WHAT NEEDS TO BE DONE: The line containing "Target | cucumber slice" marks the start; return it and every line after it in the listing below, exactly, through the last.

INFORMATION SHOWN:
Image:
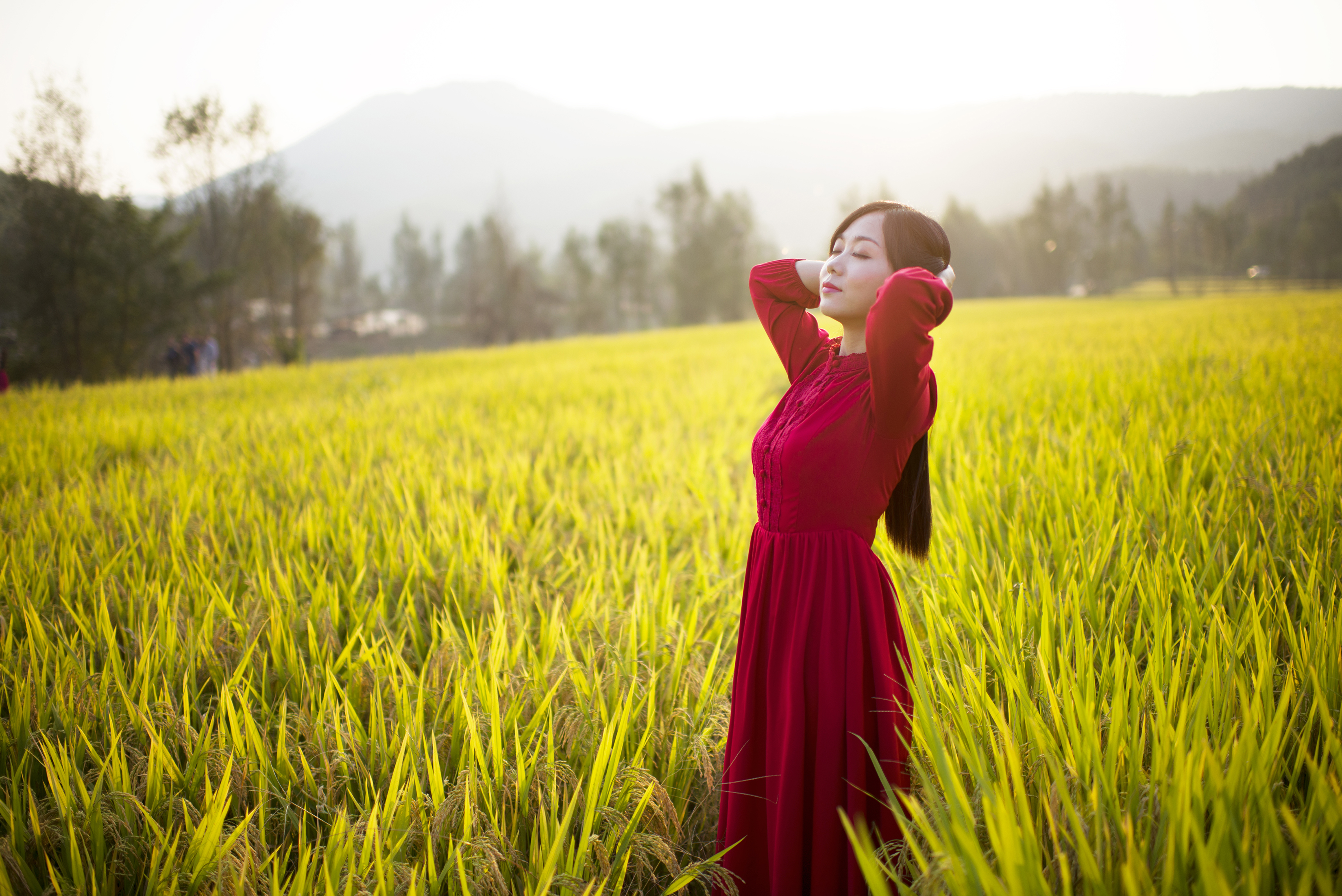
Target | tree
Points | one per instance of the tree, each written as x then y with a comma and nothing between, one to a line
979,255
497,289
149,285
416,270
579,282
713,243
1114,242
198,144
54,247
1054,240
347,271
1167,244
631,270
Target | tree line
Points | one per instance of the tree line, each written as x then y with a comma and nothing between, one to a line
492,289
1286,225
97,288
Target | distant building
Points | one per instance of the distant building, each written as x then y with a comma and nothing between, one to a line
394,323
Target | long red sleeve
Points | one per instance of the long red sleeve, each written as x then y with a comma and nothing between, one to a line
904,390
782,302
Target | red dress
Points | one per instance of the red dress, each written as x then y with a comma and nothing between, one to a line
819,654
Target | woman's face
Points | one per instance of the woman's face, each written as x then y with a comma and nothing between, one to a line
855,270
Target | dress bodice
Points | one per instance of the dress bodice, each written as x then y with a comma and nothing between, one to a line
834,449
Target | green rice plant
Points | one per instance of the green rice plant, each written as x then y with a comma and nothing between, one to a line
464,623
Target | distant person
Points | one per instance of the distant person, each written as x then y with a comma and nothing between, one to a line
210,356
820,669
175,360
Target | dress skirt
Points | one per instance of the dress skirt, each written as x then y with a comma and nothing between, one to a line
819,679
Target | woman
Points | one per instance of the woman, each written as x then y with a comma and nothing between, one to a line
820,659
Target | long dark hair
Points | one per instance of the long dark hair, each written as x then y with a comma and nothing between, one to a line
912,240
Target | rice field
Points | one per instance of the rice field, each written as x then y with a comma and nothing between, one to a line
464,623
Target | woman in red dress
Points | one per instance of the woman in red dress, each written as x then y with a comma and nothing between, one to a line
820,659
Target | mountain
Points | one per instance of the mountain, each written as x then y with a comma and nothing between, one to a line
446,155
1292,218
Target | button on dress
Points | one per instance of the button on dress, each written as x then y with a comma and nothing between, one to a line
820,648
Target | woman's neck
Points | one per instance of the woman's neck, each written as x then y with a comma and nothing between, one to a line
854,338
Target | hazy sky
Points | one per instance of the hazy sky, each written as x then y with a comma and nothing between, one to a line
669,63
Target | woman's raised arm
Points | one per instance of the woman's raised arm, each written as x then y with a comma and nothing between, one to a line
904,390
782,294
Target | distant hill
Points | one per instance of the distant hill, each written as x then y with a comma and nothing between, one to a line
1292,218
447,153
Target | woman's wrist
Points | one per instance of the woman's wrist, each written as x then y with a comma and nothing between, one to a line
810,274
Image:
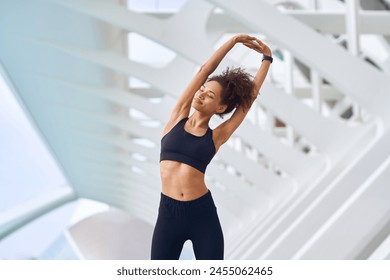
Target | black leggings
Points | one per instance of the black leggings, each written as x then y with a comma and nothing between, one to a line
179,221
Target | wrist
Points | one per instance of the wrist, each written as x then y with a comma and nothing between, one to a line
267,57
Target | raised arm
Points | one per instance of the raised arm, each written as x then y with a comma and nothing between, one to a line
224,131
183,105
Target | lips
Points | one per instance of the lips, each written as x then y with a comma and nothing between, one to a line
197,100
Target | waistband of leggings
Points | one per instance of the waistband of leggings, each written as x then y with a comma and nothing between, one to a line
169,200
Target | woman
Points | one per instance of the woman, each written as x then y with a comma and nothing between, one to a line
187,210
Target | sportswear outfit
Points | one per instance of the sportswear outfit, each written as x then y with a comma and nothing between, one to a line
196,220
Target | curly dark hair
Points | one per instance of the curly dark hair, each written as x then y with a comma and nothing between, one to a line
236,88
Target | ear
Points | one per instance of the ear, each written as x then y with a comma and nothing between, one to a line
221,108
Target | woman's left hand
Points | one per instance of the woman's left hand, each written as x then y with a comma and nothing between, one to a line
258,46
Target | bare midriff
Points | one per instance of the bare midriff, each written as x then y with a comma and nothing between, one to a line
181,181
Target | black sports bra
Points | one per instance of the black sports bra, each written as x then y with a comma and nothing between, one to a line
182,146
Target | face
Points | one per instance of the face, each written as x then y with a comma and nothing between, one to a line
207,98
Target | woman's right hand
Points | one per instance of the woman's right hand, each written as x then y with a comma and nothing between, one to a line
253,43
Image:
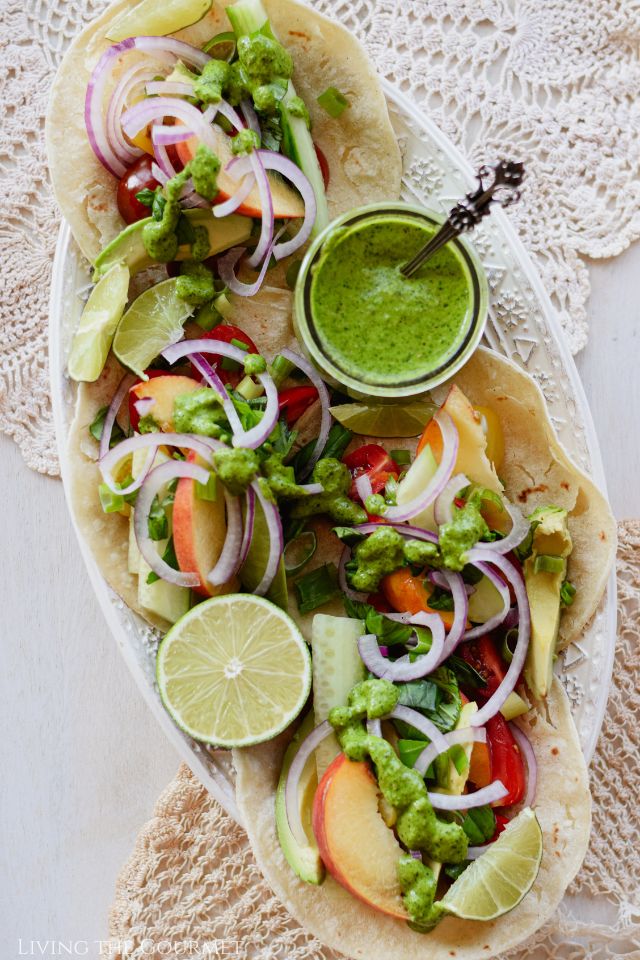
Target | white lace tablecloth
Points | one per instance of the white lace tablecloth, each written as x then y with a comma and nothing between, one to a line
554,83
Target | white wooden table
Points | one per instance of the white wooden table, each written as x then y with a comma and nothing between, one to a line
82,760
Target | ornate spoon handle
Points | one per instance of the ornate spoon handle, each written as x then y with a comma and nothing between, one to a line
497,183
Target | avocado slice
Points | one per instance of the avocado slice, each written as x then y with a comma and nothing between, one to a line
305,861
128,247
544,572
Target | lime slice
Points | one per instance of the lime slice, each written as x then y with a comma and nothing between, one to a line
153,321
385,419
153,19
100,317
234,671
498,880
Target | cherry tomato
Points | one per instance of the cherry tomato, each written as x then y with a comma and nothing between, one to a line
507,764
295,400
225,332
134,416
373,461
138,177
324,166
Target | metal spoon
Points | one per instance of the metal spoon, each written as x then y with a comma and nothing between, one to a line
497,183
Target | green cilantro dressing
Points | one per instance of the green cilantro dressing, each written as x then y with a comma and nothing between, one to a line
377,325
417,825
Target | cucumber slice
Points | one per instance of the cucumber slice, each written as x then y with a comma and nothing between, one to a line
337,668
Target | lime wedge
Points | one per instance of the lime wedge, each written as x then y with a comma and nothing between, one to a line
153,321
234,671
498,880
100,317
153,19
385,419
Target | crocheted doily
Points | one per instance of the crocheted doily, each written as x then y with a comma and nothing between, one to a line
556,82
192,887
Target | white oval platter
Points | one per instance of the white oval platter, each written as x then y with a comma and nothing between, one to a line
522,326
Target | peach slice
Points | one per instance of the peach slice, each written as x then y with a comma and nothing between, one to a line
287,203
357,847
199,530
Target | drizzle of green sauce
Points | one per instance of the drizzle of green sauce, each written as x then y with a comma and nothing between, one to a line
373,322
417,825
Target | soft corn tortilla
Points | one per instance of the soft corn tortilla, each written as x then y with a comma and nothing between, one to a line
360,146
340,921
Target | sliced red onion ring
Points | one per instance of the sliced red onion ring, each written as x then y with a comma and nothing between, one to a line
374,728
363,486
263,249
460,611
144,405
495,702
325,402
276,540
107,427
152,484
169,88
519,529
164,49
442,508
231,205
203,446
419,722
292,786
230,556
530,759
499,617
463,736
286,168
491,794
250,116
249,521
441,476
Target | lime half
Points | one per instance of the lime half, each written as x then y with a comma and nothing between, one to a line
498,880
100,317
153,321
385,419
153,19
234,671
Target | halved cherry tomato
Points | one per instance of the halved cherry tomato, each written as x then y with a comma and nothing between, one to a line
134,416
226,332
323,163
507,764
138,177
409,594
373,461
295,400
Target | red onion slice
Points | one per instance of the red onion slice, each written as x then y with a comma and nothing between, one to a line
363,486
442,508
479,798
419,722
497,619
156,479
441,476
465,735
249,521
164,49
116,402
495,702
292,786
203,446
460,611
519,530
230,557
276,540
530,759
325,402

SOLUTION BELOW:
Target | cucumber slice
Points | one per instance of the cucumber slice, each written as x then y with a comma and nothing between, one to a line
337,668
Target | lime wedge
Points | one per instance of the lime wedge, each written as x then y with a comma and nothing between, one to a line
153,321
234,671
498,880
100,317
153,19
385,419
Target | crocheted doily
Points | one per instance of the crocheted doily, each written as x then y with a comma and nothing between, one to a line
556,82
192,887
Target | white oval platter
Points | one per instance of the white oval platter, each written as x then y with a comma and nothing between, one to a line
522,326
Target | peach slice
Points | one per instance of the peach slice, each written as x then y with a comma and nothing between, one to a line
287,203
357,847
199,530
Target | drizzle of green sauce
Points | one per instance of the drizzle of green sauce, each written as x then y with a comma and nothing between, one to a line
373,322
417,825
Target | soft corn tortilla
Points | one per instance of the soft corn tortilla, each written as x then y with a comma and nothing between, one to a line
360,146
340,921
Target | sliced red onion ring
Points | one per instance of the sliced red onion ring, each written as x then y with a comma and nothing between, one to a line
374,728
363,486
263,249
460,611
144,405
495,702
325,402
276,540
107,427
152,484
169,88
519,529
164,49
442,508
231,205
203,446
419,722
292,786
230,556
530,759
499,617
463,736
286,168
491,794
250,116
249,521
441,476
Target | lime half
Points | one per instance of the lime half, each written as x then y with a comma and nothing between, one to a line
498,880
100,317
153,321
385,419
153,19
234,671
Target | halved cherry tomato
Points | one per instance of the halved cherry tomato, each written as x then y with a comma and nothing between, one to a line
134,416
226,332
323,163
507,764
138,177
409,594
373,461
295,400
Target | red onion slice
Points | one per instance of the red onion slice, each written as x then y with a comma and nothing between, one to a line
363,486
442,508
479,798
419,722
497,619
156,479
441,476
465,735
249,521
164,49
116,402
495,702
292,786
203,446
460,611
519,530
230,557
276,540
530,759
325,402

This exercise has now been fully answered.